══ AVAILABLE RECORDS ══

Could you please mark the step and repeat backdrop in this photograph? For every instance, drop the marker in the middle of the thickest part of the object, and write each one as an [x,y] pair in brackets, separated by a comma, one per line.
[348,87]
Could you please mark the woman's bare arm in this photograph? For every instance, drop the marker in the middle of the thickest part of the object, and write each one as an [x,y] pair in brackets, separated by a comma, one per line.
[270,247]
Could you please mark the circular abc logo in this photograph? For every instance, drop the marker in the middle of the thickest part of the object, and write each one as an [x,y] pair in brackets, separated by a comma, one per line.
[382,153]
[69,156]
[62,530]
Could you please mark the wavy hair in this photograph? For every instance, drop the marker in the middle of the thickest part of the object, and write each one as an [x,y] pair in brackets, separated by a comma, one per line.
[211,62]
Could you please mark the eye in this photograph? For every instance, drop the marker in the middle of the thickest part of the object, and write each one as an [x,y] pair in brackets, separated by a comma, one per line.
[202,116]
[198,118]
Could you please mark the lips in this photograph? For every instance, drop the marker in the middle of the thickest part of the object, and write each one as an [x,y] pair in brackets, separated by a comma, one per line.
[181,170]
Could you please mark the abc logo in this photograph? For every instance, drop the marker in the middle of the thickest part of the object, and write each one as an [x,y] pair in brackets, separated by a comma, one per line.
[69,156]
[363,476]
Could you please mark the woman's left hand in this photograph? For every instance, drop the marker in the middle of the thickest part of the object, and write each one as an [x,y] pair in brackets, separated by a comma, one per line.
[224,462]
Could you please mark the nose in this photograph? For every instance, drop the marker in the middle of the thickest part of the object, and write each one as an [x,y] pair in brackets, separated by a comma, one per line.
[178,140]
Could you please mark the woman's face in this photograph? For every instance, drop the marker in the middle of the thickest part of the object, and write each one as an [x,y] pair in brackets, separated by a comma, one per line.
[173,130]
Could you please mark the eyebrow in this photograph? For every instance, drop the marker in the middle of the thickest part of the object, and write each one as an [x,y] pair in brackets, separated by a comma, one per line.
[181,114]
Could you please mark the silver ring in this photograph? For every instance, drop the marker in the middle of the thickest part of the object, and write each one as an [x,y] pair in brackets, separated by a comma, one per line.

═══

Each record has to be given again exactly as written.

== RESPONSE BOX ==
Could you please mark the step and repeat backdrop in this photograph? For every instance, drop the marker in the middle of the thickest part of the object, and write each one as an [x,y] pair in brackets, separated by a comma, one per line.
[348,87]
Could you please mark the woman's bare arm in this photograph? For every instance, drop the marker in the middle of the thickest part of the object, and write each one as an [x,y] pair in brackets, separated by a comma, one per line.
[270,247]
Could you please mark the circular abc logo in this photograph? For every instance, drop the marker in the middle of the thickest part of the object, and write each one as an [x,y] pair in brackets, separated by a comma, one per line.
[382,153]
[69,156]
[62,530]
Could you please mark the wavy hair in this photograph? For every instance, drop the marker in the middle of the thickest part of the object, and write each one as an [x,y] pair in brackets, separated by a comma, one per line.
[211,62]
Could you please mark the eye in this photograph? For every instance, drop the marker in the middle of the thickest part of the object, and write each one as an [x,y] pair in brackets, separated by a comma, one per line.
[202,116]
[198,118]
Could you please mark the lips in this photograph? For every instance, drop the marker in the middle of the thickest part of the object, and write each one as an [x,y] pair in brackets, separated by a comma, one per line.
[181,170]
Could you please mark the abc logo in this photograph? For every instance, drop the marker in the middle of the thickest part of the object, and write each one as an [x,y] pair in brackets, separated by a comma, one per line.
[69,156]
[363,476]
Could you please mark the woman's left hand in this photograph? For every instance, drop the marker in the middle of the thickest part of the object, and write each one as an [x,y] pair in brackets, separated by a comma, one per line.
[224,462]
Could you please mark the nose in this photograph? For every instance, drop the marker in the middle of the thickest part of the object, and write each one as an [x,y] pair in brackets, separated by a comma, one per line.
[178,140]
Could you please mark the woman's face in this photograph? For every instance, drop the marker in the middle of the thickest part of the object, and write each one as an [x,y] pair in brackets, separated by a comma, one per line.
[173,130]
Could you please mark the eyebrow in this photograph? For every instance, drop the marker in the middle of the thickest part of the object, and write each one as an [x,y] pair in brackets, separated by a comma, one per line.
[181,114]
Could you please mark the silver ring in this photograph? For every instance, drop the marker in the middle of the thickest part of the object, and write each one as an [x,y] pair in brackets, separated by a comma, one per line.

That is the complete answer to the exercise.